>> START Source material
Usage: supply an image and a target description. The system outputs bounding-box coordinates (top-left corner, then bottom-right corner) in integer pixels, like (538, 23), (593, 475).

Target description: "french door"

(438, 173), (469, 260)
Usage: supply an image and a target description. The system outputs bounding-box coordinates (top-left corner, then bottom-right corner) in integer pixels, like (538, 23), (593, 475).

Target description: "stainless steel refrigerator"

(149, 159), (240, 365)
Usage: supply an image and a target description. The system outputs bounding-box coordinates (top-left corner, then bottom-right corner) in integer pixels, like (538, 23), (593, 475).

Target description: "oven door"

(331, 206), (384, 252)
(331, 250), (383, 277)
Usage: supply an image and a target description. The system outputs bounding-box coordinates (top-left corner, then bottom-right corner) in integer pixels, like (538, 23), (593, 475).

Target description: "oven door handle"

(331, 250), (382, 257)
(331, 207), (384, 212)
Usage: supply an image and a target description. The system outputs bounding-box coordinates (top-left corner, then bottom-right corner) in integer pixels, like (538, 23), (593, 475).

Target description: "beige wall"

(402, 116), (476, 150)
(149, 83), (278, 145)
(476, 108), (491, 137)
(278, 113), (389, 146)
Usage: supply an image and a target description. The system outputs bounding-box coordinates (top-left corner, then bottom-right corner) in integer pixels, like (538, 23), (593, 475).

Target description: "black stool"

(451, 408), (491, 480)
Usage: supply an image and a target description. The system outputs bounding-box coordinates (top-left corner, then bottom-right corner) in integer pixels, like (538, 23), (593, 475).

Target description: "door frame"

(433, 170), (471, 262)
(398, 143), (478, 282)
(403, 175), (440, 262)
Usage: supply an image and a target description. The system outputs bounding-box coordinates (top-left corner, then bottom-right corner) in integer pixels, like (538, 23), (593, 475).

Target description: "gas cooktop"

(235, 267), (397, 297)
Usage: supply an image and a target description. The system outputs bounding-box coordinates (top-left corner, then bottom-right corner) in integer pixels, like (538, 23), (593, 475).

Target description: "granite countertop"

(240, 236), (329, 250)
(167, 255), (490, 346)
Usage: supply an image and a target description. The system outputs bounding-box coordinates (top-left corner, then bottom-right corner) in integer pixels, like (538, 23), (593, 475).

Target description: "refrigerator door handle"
>> END Source material
>> START Source material
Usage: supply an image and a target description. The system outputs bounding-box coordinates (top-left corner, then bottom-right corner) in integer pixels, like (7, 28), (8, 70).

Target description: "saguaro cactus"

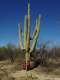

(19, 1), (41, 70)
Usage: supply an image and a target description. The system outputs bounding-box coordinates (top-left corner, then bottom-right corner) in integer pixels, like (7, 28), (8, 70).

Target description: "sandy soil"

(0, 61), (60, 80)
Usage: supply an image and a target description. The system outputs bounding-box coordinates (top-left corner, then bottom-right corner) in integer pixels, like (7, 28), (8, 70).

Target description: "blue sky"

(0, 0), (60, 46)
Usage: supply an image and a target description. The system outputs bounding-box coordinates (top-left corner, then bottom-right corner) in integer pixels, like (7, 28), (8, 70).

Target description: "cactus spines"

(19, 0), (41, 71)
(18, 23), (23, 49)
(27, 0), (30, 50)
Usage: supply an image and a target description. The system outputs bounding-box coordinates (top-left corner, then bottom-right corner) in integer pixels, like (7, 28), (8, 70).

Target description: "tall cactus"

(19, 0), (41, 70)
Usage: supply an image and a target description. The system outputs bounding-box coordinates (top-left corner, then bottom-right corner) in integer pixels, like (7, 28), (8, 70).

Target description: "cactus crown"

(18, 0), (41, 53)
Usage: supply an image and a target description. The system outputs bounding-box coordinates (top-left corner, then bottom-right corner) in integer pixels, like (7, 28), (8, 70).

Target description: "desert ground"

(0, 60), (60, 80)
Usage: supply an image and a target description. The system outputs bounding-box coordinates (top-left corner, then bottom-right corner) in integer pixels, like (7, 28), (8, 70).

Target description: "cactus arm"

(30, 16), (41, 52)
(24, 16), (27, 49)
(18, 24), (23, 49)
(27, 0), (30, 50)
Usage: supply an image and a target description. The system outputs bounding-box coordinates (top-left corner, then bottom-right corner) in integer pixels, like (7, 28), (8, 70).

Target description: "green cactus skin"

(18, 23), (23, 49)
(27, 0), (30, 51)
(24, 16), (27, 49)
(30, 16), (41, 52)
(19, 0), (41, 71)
>> END Source material
## Written request
How many lines in the records contain the word "refrigerator", counting case? Give only the number.

## Exercise result
2